José Lemos*
Nesta semana eu estive conversando com um técnico que faz parte da equipe que foi designada pelo Ministério da Integração Nacional para estabelecer um novo dimensionamento para o semiárido brasileiro.A conversa saiu por acaso. Estávamos num evento técnico e depois do evento ele, sabedor da minha condição de estudioso do Semiárido, me falou que por mais alguns dias a equipe que ele participa estará entregando para o Ministro da Integração Nacional a nova relação dos municípios que vão fazer parte do semiárido.
Aquela conversa para mim pareceu como um “furo jornalístico”. Jornalista que eu não sou, como todos sabem. Claro que perguntei como estava a possibilidade de inclusão dos municípios maranhenses no semiárido. Ele, percebendo a inconfidência que havia feito ao confessar-me inicialmente que fazia parte daquela equipe, se esquivou em responder, mas deixou implícito que as possibilidades são NENHUMA. Para ser sincero, pelo que eu percebi nele houve uma ponta de surpresa, e ficou no ar uma pergunta que ele não fez do tipo: “como assim? o Maranhão no semiárido”?
A reação do meu interlocutor deixou-me imaginando que esta demanda não existe por parte do Governo do Maranhão nem dos seus políticos. Há um projeto de Lei que foi apresentado pelo então Deputado Carlos Brandão, hoje Vice-Governador, que inclusive me proporcionou a chance de ir a Brasília para falar, em audiência pública, para alguns deputados acerca das razões do Maranhão entrar no semiárido. Isso aconteceu às vésperas da cassação do mandato do ex-Governador Jackson Lago, em abril de 2009. Aquele projeto dormita em sono eterno em alguma gaveta privilegiada.
****************************************
» REQUISITOS DO EXERCÍCIO
1 - No texto sobre o semiárido, por que quem narra passou a imaginar que o Governo do Maranhão e seus políticos não têm essa demanda? Responda em uma a três frases.
2 - Segundo o texto sobre o semiárido, quem apresentou o projeto de lei ali mencionado?
Responda usando somente o texto sobre o semiárido.
****************************************
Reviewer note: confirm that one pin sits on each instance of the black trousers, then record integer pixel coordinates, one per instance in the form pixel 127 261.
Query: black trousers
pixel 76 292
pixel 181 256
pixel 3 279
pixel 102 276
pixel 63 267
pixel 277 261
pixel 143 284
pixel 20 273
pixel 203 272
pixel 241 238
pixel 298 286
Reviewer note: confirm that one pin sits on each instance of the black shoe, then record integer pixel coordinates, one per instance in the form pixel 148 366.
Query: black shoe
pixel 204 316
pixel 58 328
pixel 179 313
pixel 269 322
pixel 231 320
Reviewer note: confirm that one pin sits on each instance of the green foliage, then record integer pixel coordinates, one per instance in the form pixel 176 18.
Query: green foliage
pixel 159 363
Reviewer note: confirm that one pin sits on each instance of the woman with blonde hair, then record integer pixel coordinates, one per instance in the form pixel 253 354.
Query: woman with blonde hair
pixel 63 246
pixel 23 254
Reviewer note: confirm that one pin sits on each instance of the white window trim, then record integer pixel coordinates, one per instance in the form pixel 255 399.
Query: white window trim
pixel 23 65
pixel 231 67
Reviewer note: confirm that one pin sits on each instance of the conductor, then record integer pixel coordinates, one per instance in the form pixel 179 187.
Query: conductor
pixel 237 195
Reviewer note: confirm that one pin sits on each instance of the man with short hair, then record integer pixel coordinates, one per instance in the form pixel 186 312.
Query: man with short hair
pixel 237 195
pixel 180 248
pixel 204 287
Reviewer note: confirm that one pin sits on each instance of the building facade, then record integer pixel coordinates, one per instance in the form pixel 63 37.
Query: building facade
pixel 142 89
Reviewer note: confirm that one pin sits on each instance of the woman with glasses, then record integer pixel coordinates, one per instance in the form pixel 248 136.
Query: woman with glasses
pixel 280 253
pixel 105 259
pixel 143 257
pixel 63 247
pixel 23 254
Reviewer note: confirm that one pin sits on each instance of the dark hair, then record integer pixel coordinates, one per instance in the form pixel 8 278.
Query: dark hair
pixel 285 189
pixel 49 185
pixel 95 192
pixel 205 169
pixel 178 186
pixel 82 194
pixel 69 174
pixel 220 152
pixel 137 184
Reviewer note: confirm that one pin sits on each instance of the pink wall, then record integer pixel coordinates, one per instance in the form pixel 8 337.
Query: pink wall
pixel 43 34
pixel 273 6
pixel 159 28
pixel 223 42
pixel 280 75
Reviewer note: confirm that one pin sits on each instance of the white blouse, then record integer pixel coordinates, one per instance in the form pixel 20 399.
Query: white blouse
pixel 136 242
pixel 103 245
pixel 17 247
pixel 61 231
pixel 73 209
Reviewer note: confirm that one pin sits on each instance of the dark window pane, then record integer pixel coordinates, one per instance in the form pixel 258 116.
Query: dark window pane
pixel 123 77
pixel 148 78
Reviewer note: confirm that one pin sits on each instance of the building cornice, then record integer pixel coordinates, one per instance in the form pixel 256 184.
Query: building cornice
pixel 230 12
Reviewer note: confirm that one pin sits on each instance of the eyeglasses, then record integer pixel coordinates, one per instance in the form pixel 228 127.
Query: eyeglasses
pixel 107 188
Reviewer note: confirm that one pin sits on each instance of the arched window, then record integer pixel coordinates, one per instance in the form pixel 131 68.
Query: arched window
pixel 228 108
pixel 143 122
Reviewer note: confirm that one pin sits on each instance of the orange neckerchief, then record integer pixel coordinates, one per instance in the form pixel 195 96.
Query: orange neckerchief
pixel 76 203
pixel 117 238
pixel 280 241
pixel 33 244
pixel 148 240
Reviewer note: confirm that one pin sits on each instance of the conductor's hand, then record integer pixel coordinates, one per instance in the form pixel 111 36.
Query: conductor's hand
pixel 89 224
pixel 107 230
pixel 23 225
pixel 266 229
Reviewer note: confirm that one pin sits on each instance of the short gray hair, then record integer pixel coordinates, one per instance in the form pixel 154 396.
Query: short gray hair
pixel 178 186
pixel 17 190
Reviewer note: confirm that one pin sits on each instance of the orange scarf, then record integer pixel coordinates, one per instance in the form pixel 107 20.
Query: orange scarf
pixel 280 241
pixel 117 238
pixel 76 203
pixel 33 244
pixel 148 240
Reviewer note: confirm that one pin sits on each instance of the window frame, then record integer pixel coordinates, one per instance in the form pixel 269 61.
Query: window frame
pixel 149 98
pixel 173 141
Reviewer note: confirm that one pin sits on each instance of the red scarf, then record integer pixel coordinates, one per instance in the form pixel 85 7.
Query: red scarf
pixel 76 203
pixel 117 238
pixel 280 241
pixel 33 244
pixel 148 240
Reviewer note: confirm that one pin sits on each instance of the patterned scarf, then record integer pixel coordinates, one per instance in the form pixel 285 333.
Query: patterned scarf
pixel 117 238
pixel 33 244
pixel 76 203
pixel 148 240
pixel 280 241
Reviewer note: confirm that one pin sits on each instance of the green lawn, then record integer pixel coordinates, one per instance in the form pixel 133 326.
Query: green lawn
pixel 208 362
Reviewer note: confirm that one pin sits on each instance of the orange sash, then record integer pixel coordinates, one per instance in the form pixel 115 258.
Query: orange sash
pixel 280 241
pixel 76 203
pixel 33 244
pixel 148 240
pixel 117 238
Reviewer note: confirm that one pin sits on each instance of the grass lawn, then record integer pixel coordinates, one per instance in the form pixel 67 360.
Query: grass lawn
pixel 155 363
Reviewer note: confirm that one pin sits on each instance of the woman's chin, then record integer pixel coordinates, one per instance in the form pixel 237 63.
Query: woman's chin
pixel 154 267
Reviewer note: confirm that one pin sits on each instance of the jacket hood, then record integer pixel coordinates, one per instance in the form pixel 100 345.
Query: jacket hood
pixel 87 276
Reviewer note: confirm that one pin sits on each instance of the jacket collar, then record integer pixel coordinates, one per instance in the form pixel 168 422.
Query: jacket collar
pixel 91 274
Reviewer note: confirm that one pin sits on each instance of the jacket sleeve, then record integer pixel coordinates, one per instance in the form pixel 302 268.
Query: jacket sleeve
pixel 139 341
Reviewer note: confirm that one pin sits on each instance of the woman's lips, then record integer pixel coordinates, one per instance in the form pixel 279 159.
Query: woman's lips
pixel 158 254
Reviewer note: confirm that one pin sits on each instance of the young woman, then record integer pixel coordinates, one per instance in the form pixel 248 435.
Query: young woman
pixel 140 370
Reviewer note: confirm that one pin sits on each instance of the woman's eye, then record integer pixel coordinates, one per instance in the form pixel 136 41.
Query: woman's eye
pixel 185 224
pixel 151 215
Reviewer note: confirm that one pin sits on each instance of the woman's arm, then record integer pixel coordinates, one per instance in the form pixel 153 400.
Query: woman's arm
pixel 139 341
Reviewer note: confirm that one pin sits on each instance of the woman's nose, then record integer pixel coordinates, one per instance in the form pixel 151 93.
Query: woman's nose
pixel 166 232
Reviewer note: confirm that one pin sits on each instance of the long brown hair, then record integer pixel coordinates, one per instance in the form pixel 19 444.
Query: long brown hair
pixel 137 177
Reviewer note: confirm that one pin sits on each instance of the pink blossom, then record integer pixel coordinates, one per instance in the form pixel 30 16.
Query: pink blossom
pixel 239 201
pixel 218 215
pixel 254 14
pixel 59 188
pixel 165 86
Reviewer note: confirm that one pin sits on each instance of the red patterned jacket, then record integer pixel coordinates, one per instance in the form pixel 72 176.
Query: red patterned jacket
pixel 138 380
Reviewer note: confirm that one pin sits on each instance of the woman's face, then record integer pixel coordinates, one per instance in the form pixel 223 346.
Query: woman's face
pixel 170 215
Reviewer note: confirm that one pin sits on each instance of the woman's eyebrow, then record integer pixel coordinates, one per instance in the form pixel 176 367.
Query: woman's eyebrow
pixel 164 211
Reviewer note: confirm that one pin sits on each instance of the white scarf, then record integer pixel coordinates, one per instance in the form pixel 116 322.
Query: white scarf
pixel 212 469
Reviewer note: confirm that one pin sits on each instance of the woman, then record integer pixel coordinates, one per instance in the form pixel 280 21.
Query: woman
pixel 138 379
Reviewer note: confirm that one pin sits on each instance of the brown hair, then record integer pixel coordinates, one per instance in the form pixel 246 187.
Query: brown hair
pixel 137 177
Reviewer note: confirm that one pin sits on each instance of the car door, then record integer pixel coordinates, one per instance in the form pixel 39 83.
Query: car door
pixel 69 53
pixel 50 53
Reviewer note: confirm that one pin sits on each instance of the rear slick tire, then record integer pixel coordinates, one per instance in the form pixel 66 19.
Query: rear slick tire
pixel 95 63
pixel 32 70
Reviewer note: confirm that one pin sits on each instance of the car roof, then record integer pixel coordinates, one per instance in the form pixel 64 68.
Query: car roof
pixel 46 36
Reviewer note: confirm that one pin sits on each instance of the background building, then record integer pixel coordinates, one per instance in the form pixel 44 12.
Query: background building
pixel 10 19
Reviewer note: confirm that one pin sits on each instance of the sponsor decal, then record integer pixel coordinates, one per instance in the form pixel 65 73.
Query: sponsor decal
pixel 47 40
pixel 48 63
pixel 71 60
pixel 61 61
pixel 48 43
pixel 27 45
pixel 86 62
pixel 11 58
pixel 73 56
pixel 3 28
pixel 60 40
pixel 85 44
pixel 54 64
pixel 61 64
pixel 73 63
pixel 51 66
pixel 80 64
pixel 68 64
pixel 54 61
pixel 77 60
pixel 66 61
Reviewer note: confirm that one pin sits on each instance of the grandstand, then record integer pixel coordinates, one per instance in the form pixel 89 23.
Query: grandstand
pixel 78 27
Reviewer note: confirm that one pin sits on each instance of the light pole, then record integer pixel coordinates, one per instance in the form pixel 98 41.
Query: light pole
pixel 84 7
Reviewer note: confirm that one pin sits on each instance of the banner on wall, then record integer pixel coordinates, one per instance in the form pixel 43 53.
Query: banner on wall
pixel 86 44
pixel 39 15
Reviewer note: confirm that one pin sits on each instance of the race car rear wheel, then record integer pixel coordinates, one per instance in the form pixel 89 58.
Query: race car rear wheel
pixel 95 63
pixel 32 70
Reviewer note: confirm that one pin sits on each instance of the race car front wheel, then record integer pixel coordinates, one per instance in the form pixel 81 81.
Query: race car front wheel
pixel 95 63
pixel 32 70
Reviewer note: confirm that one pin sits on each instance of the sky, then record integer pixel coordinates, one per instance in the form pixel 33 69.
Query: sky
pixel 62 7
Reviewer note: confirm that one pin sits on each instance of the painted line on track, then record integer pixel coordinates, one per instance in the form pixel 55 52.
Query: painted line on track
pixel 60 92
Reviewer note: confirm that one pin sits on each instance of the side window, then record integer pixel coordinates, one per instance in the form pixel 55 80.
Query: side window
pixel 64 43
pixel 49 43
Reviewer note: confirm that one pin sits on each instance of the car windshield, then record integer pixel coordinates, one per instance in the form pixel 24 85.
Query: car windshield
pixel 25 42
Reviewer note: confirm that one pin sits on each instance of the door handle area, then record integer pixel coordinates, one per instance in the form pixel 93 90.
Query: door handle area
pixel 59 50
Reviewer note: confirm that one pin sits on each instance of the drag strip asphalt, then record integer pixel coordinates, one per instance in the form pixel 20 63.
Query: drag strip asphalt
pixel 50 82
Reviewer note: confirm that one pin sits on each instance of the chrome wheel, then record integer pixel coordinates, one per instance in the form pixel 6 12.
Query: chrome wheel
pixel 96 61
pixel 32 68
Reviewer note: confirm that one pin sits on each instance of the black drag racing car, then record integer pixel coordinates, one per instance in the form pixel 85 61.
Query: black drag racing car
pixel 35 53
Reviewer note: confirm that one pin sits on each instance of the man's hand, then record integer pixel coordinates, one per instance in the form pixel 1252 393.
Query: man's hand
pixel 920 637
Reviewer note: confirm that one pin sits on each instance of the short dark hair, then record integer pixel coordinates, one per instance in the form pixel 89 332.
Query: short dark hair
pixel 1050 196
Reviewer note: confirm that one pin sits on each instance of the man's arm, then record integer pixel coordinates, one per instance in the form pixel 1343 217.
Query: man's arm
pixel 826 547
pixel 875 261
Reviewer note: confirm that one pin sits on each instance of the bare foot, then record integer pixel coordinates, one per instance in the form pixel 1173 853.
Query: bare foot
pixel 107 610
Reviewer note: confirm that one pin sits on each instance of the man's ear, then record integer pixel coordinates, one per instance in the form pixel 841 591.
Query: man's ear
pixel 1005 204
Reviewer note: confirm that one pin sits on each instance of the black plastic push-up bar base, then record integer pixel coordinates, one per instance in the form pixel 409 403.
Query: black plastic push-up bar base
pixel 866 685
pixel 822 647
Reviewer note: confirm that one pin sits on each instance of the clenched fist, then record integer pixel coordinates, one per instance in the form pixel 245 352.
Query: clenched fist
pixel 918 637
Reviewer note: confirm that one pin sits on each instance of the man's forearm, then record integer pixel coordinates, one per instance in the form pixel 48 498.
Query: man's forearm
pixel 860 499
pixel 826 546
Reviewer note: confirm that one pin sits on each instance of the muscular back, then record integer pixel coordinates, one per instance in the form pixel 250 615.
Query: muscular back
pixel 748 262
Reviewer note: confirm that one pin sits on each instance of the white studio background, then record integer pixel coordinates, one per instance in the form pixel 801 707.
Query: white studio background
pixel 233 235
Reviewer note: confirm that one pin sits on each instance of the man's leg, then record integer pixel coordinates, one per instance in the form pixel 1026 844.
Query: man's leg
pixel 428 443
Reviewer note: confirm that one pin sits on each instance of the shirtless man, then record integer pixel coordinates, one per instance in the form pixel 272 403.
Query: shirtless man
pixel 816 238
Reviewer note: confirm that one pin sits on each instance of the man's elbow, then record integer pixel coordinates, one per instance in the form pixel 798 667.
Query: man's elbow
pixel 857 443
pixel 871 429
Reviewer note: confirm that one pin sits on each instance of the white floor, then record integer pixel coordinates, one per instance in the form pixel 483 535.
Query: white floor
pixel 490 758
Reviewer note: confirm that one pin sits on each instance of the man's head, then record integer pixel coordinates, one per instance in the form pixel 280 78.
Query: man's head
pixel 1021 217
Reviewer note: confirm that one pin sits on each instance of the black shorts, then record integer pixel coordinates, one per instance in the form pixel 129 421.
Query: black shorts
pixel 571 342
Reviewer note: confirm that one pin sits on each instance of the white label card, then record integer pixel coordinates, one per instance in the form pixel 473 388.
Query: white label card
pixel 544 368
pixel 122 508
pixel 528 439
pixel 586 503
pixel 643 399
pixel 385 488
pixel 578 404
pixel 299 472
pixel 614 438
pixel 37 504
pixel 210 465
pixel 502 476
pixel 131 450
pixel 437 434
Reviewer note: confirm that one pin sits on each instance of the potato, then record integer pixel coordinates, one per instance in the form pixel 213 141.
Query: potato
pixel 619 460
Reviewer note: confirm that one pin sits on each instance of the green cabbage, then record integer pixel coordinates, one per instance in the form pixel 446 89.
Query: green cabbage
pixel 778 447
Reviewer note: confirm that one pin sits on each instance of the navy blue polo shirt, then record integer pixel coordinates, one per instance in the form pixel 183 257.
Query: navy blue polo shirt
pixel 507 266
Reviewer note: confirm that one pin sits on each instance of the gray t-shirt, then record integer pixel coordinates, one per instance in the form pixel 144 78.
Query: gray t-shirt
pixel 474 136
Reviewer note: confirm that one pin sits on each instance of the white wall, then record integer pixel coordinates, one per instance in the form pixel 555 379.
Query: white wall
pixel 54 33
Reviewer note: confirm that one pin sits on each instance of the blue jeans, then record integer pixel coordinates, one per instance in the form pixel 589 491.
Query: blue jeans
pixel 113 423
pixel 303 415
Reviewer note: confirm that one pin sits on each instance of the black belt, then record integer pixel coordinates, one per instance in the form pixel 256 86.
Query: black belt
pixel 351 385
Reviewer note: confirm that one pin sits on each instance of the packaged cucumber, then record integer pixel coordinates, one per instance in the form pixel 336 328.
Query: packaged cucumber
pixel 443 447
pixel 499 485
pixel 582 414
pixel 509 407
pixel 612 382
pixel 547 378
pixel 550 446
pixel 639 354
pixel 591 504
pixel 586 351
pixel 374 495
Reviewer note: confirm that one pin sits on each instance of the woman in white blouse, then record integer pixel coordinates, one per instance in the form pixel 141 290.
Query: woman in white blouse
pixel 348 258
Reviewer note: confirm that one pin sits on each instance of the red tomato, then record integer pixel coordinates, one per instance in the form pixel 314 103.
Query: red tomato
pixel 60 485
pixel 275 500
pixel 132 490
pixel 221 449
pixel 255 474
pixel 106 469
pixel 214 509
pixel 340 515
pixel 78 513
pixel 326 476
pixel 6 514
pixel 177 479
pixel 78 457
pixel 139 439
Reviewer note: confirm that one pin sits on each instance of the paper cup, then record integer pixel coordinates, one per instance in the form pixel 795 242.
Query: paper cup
****************************************
» RESPOSTAS POR TAREFA
1 - A reação do interlocutor levou a essa suposição. O técnico se esquivou de responder, deixou implícito que as possibilidades de inclusão dos municípios maranhenses eram nenhuma e mostrou uma ponta de surpresa, como se perguntasse: "como assim? o Maranhão no semiárido?"

2 - O então deputado Carlos Brandão, hoje vice-governador.